▶ _TASK REQUIREMENTS_:
In all of the records below, rename "intersection-monitoring dataset" to "wildlife-survey dataset" and leave every other word as it is.

▶ _RECORDS_:
· · · · ·
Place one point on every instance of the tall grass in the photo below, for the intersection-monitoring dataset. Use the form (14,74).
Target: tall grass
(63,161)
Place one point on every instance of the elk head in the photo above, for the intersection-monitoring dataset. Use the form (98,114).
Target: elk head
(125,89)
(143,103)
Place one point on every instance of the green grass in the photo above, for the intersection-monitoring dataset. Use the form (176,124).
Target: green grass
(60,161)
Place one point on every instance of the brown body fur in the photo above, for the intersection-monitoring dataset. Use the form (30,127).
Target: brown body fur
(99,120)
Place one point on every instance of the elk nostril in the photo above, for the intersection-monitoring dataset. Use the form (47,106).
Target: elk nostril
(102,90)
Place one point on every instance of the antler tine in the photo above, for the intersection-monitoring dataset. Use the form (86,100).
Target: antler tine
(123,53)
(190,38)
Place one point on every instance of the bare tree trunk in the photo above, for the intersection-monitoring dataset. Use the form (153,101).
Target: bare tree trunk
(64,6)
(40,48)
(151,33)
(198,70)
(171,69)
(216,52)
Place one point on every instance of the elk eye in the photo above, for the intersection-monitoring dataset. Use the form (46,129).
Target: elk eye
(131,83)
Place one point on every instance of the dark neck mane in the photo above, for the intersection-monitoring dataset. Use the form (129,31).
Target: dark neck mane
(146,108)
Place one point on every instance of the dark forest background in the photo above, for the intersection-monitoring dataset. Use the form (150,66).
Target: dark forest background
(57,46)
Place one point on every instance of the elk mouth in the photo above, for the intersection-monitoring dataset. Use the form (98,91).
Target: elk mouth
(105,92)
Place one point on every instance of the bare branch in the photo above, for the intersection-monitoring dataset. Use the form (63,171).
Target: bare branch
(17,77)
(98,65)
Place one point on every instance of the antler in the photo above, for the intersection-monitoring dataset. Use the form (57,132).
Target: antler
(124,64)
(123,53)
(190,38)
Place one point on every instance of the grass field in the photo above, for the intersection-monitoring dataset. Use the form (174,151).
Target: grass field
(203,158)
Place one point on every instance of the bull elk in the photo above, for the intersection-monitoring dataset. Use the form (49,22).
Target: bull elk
· · · · ·
▶ _WRITTEN SOLUTION_:
Place one point on every instance of the tall grass in the photo below, for the wildlife-survey dataset. Use the form (14,74).
Target: tall grass
(63,161)
Place one point on every instance of the elk head in the photo above, for the wildlife-survey dataset. Use the form (98,114).
Target: elk head
(125,89)
(143,103)
Place one point on every instance of the green grass in the photo above, for the wildlife-survey dataset. Use the form (176,124).
Target: green grass
(60,161)
Place one point on every instance of the brown body fur in the photo above, for the wildlife-survey dataset. Use the form (30,127).
Target: brown body fur
(99,120)
Place one point on every instance of the elk nostril in the photo above, for the wildlife-survey dataset. Use the form (47,106).
Target: elk nostril
(102,90)
Place one point on every instance of the antler tine in the photo above, for the wildlife-survey dataset. Use the form (86,100).
Target: antler tine
(123,53)
(190,38)
Place one point on every instance of the bare tree trunk in the photo above, for the wildlife-survey dataset. Use the form (153,101).
Target: bare tree trunk
(64,6)
(40,48)
(151,33)
(198,70)
(171,69)
(216,52)
Place one point on every instance of the elk eye in the photo above, for the wildlife-survey dataset. Use the form (46,129).
Target: elk eye
(131,83)
Place one point on every instance of the dark neck mane in the photo above, for the wildlife-survey dataset. Use the form (129,31).
Target: dark neck mane
(146,108)
Place one point on every instance of the dark forest background in the photo above, for the wildlife-survey dataset. Use the form (150,66).
Target: dark forest background
(57,46)
Place one point on every instance of the elk mouth in the photo above, for the wildlife-survey dataset. Use the form (98,91).
Target: elk mouth
(105,92)
Place one point on every instance of the bare branch in the photo above, for the wildlife-survey dataset. Use the form (63,171).
Target: bare branch
(17,77)
(98,65)
Place one point on every instance of the antler in the photo above, for the wildlife-survey dataset. Use the form (57,132).
Target: antler
(124,64)
(123,53)
(190,38)
Place one point on every instance of the grass field in the photo above, for the wildlife-survey dataset. Use the form (174,151).
Target: grass field
(203,158)
Place one point on every instance of the bull elk in the photo above, for the wildlife-survey dataset. Use the form (49,22).
Target: bull elk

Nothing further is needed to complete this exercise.